Excerpts from a dataset on object pointing:
========

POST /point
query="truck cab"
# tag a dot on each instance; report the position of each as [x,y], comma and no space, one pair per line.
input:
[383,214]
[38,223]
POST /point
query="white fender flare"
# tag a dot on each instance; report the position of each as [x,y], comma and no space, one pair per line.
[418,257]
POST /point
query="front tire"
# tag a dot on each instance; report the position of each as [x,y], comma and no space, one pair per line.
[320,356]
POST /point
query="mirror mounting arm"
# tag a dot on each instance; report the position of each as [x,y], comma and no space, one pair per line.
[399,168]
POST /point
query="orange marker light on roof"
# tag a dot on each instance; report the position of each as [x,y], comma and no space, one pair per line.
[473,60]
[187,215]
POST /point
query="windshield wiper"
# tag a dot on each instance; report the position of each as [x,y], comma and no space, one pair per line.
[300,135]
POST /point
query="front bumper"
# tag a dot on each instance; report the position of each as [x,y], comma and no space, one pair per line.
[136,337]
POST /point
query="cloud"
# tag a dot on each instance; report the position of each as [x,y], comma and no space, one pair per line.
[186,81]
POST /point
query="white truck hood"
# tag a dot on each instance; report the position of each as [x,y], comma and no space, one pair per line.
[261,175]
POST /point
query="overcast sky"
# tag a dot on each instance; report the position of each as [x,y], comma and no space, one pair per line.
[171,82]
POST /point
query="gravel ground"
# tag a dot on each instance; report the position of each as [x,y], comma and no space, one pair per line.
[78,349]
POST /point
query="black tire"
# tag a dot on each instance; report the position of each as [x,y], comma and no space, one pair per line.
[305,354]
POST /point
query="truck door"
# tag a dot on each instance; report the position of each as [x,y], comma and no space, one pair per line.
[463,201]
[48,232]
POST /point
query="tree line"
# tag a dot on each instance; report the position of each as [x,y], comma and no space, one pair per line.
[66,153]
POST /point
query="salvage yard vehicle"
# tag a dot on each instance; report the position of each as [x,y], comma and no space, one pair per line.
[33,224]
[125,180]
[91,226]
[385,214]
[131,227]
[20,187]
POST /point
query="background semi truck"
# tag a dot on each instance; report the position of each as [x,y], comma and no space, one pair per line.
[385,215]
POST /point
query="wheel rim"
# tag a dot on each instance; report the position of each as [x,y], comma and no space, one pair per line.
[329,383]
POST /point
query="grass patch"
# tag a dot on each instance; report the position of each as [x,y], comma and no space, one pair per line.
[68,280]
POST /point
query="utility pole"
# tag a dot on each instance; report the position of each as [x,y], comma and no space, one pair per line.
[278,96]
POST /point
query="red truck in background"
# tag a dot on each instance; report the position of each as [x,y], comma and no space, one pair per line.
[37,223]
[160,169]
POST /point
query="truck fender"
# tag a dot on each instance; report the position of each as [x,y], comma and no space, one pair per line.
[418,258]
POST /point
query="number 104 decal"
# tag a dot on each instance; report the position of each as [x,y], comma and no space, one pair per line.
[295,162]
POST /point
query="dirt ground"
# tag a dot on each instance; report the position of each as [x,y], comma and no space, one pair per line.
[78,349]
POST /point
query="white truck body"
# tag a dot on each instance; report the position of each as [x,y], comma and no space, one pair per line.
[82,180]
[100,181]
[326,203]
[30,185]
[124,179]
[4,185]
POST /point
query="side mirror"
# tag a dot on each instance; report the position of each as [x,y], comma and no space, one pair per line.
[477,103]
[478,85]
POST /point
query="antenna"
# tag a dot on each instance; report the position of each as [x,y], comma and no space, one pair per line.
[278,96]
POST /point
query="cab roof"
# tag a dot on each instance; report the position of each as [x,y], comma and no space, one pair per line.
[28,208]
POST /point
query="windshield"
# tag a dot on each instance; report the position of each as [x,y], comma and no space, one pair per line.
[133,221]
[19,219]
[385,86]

========

Count the lines in the material above that contain the string "roof", with case counting, and give only that number.

2